*SET PROBLEM*
Copy the entries below word for word. Start at the line containing "TARGET: door frame" and stop after the last line of the entries.

*DATA FOR THIS EXERCISE*
══════

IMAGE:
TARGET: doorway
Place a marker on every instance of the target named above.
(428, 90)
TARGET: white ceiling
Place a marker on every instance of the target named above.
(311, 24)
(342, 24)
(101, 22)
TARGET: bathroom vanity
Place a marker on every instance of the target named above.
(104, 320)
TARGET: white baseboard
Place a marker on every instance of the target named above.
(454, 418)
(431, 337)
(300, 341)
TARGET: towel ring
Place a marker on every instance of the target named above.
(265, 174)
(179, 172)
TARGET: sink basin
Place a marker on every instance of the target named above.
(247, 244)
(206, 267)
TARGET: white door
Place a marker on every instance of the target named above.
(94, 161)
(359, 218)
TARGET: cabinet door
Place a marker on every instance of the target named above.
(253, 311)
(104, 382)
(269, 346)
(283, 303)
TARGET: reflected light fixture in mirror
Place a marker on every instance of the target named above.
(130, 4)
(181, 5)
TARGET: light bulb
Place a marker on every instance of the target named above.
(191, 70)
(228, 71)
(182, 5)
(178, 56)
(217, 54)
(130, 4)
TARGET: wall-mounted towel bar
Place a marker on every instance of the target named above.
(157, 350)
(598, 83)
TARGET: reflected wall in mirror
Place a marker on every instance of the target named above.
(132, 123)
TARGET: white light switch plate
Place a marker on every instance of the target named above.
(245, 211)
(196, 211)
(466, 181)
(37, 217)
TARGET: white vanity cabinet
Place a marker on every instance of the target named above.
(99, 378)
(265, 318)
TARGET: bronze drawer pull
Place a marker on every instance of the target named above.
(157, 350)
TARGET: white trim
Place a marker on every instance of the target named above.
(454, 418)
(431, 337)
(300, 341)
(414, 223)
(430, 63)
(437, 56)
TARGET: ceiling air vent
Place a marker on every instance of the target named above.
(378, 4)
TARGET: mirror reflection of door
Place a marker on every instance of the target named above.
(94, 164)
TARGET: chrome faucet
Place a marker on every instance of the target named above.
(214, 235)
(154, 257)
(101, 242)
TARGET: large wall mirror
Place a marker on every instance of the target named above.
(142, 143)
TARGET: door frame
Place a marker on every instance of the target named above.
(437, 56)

══════

*COMPLETED TASK*
TARGET: door frame
Place a marker on every instance of the target named above.
(437, 56)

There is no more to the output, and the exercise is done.